*Recorded data*:
»»

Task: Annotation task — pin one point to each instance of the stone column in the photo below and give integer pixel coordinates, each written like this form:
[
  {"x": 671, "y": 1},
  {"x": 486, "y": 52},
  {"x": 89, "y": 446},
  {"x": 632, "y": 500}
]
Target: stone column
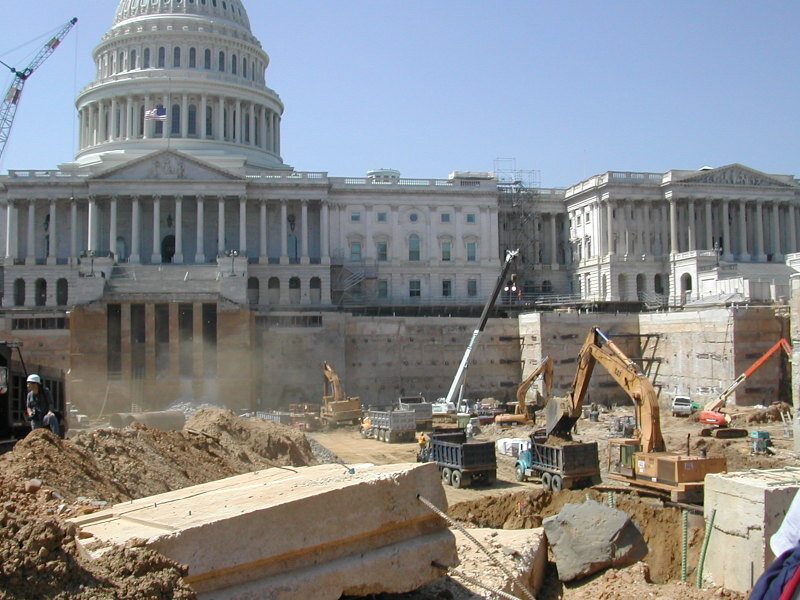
[
  {"x": 284, "y": 233},
  {"x": 304, "y": 258},
  {"x": 30, "y": 256},
  {"x": 11, "y": 229},
  {"x": 325, "y": 234},
  {"x": 73, "y": 222},
  {"x": 221, "y": 245},
  {"x": 52, "y": 254},
  {"x": 673, "y": 226},
  {"x": 777, "y": 256},
  {"x": 262, "y": 220},
  {"x": 155, "y": 258},
  {"x": 727, "y": 241},
  {"x": 199, "y": 253},
  {"x": 243, "y": 225},
  {"x": 112, "y": 230},
  {"x": 743, "y": 254},
  {"x": 178, "y": 257}
]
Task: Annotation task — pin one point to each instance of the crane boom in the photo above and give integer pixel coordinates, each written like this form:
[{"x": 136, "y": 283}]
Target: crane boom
[{"x": 8, "y": 109}]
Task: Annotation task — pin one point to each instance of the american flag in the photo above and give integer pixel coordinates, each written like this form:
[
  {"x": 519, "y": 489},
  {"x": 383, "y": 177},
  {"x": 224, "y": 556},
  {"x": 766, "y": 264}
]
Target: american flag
[{"x": 157, "y": 114}]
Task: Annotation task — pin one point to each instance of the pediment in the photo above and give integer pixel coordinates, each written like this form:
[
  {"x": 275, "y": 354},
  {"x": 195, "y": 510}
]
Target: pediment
[
  {"x": 735, "y": 174},
  {"x": 167, "y": 165}
]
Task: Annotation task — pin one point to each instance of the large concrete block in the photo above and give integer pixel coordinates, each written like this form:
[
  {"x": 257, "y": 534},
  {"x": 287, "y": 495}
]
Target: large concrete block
[
  {"x": 308, "y": 532},
  {"x": 749, "y": 509}
]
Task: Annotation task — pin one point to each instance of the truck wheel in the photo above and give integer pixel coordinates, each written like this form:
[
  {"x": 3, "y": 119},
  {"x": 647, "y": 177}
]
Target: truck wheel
[{"x": 446, "y": 473}]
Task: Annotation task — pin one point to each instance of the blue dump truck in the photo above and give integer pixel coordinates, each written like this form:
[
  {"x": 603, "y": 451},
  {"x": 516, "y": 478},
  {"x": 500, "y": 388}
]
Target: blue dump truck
[
  {"x": 461, "y": 463},
  {"x": 560, "y": 464}
]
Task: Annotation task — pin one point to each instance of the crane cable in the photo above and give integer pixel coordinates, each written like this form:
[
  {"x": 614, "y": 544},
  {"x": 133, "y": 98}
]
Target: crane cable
[{"x": 471, "y": 538}]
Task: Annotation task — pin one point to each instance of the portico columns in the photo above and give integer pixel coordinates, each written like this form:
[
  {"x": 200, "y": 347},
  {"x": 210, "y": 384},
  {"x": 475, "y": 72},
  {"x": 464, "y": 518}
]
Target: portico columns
[
  {"x": 199, "y": 254},
  {"x": 30, "y": 256},
  {"x": 135, "y": 231},
  {"x": 284, "y": 233},
  {"x": 776, "y": 234},
  {"x": 325, "y": 220},
  {"x": 178, "y": 256},
  {"x": 155, "y": 258},
  {"x": 304, "y": 259},
  {"x": 264, "y": 252},
  {"x": 112, "y": 230},
  {"x": 220, "y": 225}
]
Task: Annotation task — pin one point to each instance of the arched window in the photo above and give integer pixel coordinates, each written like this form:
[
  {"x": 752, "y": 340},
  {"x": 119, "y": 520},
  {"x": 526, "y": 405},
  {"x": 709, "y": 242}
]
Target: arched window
[
  {"x": 41, "y": 292},
  {"x": 19, "y": 292},
  {"x": 175, "y": 128},
  {"x": 316, "y": 290},
  {"x": 413, "y": 247},
  {"x": 274, "y": 290},
  {"x": 192, "y": 120},
  {"x": 62, "y": 292},
  {"x": 252, "y": 290}
]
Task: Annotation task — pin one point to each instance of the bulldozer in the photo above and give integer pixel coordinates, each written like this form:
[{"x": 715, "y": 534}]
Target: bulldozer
[{"x": 338, "y": 409}]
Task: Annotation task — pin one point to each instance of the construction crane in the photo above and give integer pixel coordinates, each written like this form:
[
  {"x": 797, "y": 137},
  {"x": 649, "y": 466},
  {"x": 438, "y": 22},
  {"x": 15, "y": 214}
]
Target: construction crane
[{"x": 8, "y": 109}]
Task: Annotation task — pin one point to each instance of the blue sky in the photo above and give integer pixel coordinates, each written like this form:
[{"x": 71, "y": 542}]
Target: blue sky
[{"x": 565, "y": 89}]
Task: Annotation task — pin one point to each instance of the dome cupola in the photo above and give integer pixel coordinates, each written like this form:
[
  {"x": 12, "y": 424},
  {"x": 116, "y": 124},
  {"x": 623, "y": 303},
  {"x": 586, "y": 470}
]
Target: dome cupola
[{"x": 184, "y": 74}]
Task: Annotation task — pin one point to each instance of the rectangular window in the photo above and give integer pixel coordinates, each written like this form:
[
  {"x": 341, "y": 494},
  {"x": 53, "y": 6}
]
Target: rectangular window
[
  {"x": 472, "y": 251},
  {"x": 185, "y": 340},
  {"x": 414, "y": 288},
  {"x": 382, "y": 250},
  {"x": 446, "y": 251},
  {"x": 114, "y": 339}
]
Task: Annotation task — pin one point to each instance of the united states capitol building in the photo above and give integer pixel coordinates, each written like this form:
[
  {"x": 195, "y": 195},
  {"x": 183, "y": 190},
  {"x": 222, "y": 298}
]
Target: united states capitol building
[{"x": 170, "y": 241}]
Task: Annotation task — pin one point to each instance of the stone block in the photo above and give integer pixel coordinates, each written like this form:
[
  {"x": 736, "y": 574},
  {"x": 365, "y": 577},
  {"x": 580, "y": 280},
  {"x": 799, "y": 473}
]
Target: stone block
[
  {"x": 307, "y": 532},
  {"x": 748, "y": 509}
]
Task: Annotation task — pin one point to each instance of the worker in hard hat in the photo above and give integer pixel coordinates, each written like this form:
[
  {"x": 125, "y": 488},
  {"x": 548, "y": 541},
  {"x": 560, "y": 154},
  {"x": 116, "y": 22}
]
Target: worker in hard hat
[{"x": 40, "y": 406}]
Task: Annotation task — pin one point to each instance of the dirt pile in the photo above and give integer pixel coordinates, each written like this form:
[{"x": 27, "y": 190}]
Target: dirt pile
[{"x": 45, "y": 479}]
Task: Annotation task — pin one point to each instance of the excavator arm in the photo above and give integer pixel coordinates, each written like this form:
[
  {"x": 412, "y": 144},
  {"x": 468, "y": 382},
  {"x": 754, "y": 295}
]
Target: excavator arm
[{"x": 597, "y": 348}]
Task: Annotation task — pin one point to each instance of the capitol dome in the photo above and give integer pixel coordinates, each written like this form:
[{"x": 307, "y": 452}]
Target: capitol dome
[{"x": 183, "y": 74}]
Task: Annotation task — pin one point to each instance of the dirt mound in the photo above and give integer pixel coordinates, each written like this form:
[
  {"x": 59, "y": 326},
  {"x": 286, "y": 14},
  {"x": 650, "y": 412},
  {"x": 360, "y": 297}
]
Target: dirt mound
[
  {"x": 529, "y": 508},
  {"x": 38, "y": 557}
]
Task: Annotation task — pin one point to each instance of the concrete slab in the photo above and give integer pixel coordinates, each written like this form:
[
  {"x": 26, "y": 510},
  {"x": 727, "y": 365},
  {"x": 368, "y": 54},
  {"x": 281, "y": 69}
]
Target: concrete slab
[
  {"x": 750, "y": 507},
  {"x": 307, "y": 532}
]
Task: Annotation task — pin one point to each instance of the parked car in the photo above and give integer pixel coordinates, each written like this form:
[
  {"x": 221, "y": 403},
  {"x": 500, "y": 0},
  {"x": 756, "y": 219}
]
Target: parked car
[{"x": 682, "y": 406}]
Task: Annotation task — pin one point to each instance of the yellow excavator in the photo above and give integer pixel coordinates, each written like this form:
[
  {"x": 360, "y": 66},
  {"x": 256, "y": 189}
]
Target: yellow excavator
[
  {"x": 337, "y": 409},
  {"x": 522, "y": 415},
  {"x": 641, "y": 460}
]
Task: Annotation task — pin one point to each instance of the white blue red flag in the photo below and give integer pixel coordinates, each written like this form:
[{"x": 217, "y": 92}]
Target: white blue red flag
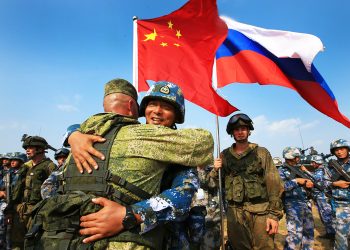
[{"x": 273, "y": 57}]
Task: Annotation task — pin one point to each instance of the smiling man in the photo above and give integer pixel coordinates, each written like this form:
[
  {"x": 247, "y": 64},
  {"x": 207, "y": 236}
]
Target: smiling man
[{"x": 253, "y": 189}]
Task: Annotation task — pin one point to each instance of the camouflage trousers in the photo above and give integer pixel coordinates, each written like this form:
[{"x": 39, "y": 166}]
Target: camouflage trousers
[
  {"x": 300, "y": 226},
  {"x": 2, "y": 225},
  {"x": 342, "y": 226},
  {"x": 247, "y": 231},
  {"x": 211, "y": 239},
  {"x": 325, "y": 212}
]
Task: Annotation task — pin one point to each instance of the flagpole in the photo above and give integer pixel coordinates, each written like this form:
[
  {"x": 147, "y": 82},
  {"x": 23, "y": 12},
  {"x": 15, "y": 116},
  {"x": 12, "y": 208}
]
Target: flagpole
[
  {"x": 218, "y": 150},
  {"x": 135, "y": 55}
]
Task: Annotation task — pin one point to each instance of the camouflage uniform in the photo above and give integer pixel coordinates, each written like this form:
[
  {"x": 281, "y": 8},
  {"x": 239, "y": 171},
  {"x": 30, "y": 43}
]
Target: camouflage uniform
[
  {"x": 3, "y": 205},
  {"x": 297, "y": 205},
  {"x": 246, "y": 216},
  {"x": 341, "y": 198},
  {"x": 211, "y": 239},
  {"x": 323, "y": 202},
  {"x": 26, "y": 193},
  {"x": 50, "y": 186},
  {"x": 141, "y": 153}
]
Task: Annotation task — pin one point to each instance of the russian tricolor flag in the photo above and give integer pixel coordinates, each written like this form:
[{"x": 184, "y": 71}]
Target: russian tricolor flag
[{"x": 272, "y": 57}]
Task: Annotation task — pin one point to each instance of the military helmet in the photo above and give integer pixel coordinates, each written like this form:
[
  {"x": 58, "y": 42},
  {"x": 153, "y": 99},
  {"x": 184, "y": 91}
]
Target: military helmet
[
  {"x": 34, "y": 141},
  {"x": 317, "y": 158},
  {"x": 6, "y": 156},
  {"x": 239, "y": 120},
  {"x": 168, "y": 92},
  {"x": 277, "y": 161},
  {"x": 340, "y": 143},
  {"x": 19, "y": 156},
  {"x": 289, "y": 153},
  {"x": 61, "y": 152}
]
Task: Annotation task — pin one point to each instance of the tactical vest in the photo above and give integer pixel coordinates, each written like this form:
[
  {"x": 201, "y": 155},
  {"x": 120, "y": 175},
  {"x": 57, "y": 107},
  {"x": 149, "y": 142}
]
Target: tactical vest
[
  {"x": 244, "y": 178},
  {"x": 56, "y": 219},
  {"x": 35, "y": 177}
]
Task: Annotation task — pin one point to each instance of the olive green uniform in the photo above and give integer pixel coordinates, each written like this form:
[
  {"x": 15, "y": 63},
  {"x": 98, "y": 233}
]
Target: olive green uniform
[
  {"x": 141, "y": 153},
  {"x": 26, "y": 194},
  {"x": 253, "y": 191}
]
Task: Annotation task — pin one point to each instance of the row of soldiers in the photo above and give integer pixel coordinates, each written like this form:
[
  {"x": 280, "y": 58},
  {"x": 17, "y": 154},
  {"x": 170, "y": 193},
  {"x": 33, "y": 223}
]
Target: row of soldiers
[
  {"x": 326, "y": 183},
  {"x": 12, "y": 235},
  {"x": 16, "y": 198},
  {"x": 135, "y": 163},
  {"x": 38, "y": 174}
]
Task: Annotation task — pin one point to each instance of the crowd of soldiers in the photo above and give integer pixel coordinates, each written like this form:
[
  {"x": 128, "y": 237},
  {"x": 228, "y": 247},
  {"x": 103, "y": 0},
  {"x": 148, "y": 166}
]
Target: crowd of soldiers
[{"x": 119, "y": 184}]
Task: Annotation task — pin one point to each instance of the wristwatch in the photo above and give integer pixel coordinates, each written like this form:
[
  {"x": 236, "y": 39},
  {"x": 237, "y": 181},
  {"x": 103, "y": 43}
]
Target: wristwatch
[{"x": 129, "y": 220}]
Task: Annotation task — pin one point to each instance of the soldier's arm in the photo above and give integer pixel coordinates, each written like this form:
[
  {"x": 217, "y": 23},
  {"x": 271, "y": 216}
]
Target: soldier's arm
[
  {"x": 274, "y": 186},
  {"x": 288, "y": 184}
]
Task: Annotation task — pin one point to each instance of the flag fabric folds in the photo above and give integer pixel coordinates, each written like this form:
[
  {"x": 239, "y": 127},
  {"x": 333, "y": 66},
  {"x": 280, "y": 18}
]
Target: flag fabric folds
[
  {"x": 271, "y": 57},
  {"x": 180, "y": 47}
]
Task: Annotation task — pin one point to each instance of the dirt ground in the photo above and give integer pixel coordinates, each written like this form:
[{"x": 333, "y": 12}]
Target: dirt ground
[{"x": 319, "y": 244}]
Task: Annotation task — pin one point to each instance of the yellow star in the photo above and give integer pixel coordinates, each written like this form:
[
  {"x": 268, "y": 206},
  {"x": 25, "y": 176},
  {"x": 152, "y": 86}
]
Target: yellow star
[
  {"x": 151, "y": 36},
  {"x": 178, "y": 34}
]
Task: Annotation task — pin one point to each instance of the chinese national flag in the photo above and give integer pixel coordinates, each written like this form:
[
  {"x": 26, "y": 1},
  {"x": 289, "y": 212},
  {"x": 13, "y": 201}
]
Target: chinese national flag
[{"x": 180, "y": 47}]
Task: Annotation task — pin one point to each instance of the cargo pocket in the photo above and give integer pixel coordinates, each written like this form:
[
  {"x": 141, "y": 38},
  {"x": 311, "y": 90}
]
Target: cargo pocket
[
  {"x": 253, "y": 189},
  {"x": 237, "y": 189}
]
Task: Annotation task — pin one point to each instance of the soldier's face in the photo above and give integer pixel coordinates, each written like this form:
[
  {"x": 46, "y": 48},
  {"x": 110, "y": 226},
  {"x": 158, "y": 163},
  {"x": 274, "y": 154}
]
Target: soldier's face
[
  {"x": 158, "y": 112},
  {"x": 315, "y": 165},
  {"x": 6, "y": 162},
  {"x": 61, "y": 160},
  {"x": 341, "y": 153},
  {"x": 32, "y": 152},
  {"x": 241, "y": 133},
  {"x": 15, "y": 163}
]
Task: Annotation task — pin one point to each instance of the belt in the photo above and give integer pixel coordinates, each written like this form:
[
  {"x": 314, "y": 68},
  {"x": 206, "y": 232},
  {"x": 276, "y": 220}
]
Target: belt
[{"x": 252, "y": 201}]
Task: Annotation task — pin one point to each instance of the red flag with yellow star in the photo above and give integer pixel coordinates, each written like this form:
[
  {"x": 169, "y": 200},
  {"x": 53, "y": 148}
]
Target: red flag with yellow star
[{"x": 180, "y": 47}]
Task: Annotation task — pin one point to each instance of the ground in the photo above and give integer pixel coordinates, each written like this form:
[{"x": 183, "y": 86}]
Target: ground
[{"x": 320, "y": 244}]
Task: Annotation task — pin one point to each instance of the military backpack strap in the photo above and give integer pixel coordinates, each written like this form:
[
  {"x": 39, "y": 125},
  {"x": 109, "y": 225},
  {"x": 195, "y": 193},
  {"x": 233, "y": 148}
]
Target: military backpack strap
[{"x": 98, "y": 181}]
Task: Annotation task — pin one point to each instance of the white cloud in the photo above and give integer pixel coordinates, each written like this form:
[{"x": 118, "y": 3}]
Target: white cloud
[
  {"x": 71, "y": 104},
  {"x": 13, "y": 125},
  {"x": 67, "y": 108},
  {"x": 286, "y": 126}
]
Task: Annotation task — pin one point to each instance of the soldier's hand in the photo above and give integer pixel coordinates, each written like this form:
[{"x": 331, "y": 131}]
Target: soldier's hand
[
  {"x": 309, "y": 184},
  {"x": 83, "y": 150},
  {"x": 271, "y": 226},
  {"x": 341, "y": 184},
  {"x": 217, "y": 163},
  {"x": 303, "y": 168},
  {"x": 104, "y": 223},
  {"x": 2, "y": 194},
  {"x": 301, "y": 181}
]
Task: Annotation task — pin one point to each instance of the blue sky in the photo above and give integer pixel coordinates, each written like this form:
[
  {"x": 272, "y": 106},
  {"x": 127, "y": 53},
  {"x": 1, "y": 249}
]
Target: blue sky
[{"x": 56, "y": 57}]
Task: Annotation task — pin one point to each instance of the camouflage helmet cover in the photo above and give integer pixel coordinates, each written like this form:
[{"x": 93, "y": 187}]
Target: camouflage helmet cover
[
  {"x": 6, "y": 156},
  {"x": 34, "y": 141},
  {"x": 120, "y": 86},
  {"x": 19, "y": 156},
  {"x": 340, "y": 143},
  {"x": 289, "y": 153},
  {"x": 317, "y": 158},
  {"x": 277, "y": 161},
  {"x": 168, "y": 92}
]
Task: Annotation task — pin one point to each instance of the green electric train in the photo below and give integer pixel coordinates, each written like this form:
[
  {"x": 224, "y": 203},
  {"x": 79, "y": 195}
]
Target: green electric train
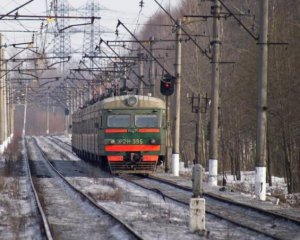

««

*Assigned task*: Retype only the lines that run from the first line of the entries above to the line containing "the blue dump", both included. Do not carry over any pictures.

*Response box*:
Task: Annotation task — pin one point to each instance of the stone column in the photo below and give integer pixel coordinates, each written like this form:
[
  {"x": 671, "y": 1},
  {"x": 486, "y": 52},
  {"x": 89, "y": 446},
  {"x": 632, "y": 500}
]
Target: stone column
[
  {"x": 284, "y": 233},
  {"x": 304, "y": 258},
  {"x": 30, "y": 256},
  {"x": 11, "y": 229},
  {"x": 325, "y": 234},
  {"x": 73, "y": 222},
  {"x": 221, "y": 245},
  {"x": 52, "y": 254},
  {"x": 673, "y": 226},
  {"x": 777, "y": 256},
  {"x": 262, "y": 220},
  {"x": 155, "y": 258},
  {"x": 727, "y": 241},
  {"x": 199, "y": 253},
  {"x": 243, "y": 225},
  {"x": 112, "y": 230},
  {"x": 743, "y": 254},
  {"x": 178, "y": 257}
]
Task: Annotation task — pin one point to each instance of the crane boom in the photo above and give integer pixel coordinates, each written like this form:
[{"x": 136, "y": 283}]
Target: crane boom
[{"x": 8, "y": 109}]
Task: Annotation task — pin one point to each instance of the american flag in the photo above and give integer pixel coordinates, each written like this form:
[
  {"x": 519, "y": 489},
  {"x": 383, "y": 177},
  {"x": 224, "y": 556},
  {"x": 766, "y": 264}
]
Target: american flag
[{"x": 157, "y": 114}]
Task: Annotation task — pin one point to each instance of the pediment in the photo above and give integer pixel coordinates, each written like this form:
[
  {"x": 275, "y": 354},
  {"x": 195, "y": 510}
]
Target: pediment
[
  {"x": 735, "y": 174},
  {"x": 167, "y": 165}
]
Task: Annotation task — pin one point to each instance of the large concrete block in the photo above and give integer pixel coordinates, each written like this form:
[
  {"x": 257, "y": 534},
  {"x": 287, "y": 495}
]
Target: large concrete block
[
  {"x": 308, "y": 532},
  {"x": 749, "y": 509}
]
Task: Annotation task — pin one point to each instance of the truck wheel in the photo above and give integer pixel coordinates, each written like this form:
[
  {"x": 3, "y": 119},
  {"x": 647, "y": 177}
]
Target: truck wheel
[{"x": 446, "y": 473}]
Task: Annotation task — pin one point to each instance of the blue dump truck in the photo above and give integer pixel coordinates, each written like this form:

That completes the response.